PROBLEM REQUIREMENTS: Begin at the line containing "Teacher note: indicate the orange" in the data below and go on through the line containing "Teacher note: indicate the car", repeating each line exactly; include both ends and no other line.

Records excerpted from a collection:
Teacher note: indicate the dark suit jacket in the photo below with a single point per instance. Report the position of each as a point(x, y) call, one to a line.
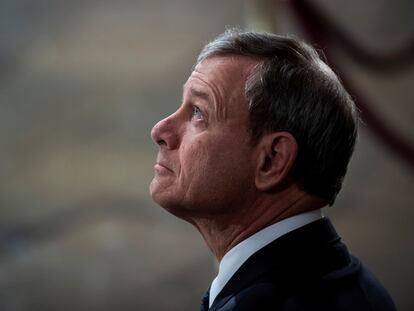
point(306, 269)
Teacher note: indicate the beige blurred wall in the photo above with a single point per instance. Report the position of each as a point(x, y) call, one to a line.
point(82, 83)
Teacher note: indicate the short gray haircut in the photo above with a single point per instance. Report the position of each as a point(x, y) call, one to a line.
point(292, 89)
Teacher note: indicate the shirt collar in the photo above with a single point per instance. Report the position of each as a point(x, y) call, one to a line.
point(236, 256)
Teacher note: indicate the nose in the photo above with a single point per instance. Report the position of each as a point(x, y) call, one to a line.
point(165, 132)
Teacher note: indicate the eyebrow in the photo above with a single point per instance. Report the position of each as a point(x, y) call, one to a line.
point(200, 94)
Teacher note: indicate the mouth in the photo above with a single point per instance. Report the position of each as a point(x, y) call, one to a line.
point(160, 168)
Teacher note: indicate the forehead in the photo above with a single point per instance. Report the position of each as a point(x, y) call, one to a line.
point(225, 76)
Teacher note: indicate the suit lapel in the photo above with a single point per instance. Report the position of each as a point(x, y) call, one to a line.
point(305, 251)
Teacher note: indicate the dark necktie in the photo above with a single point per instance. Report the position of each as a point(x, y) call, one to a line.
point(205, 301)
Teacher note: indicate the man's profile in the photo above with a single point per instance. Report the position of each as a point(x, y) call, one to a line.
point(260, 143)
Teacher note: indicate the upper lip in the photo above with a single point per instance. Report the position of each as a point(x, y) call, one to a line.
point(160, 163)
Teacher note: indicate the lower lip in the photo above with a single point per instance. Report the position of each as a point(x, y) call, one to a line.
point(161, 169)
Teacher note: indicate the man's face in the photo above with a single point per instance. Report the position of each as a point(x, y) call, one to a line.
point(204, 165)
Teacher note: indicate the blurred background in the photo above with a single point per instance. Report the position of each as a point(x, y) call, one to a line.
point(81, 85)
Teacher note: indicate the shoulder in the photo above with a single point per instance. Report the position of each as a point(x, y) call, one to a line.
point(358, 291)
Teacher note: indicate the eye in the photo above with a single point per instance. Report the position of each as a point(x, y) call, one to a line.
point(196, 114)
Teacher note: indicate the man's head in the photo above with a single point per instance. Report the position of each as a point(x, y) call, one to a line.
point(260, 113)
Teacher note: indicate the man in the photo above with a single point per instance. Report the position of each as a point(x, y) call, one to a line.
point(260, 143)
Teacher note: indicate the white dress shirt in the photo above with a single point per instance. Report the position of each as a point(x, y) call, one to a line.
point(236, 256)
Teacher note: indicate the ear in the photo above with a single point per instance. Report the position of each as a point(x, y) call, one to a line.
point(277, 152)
...
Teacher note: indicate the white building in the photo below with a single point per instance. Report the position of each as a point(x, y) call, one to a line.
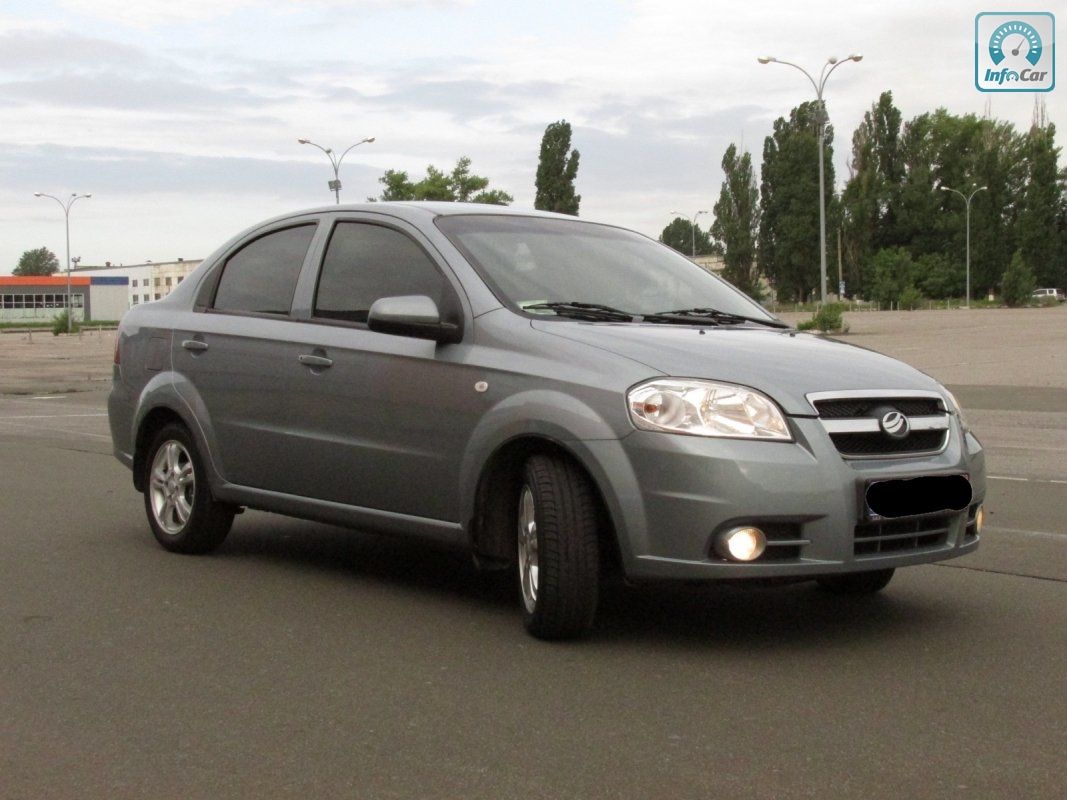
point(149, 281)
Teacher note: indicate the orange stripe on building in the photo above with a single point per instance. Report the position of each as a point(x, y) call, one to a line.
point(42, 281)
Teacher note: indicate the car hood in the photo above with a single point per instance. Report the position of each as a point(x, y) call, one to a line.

WRITTEN SOLUTION:
Teacher note: indicate the orange stripe on building in the photo above with a single point per instance. Report the position of each as a point(x, y) call, one to a line.
point(42, 281)
Teacher note: indicate the car hood in the photo above with a single point per instance. Report the position of each as a point(x, y) call, one to a line.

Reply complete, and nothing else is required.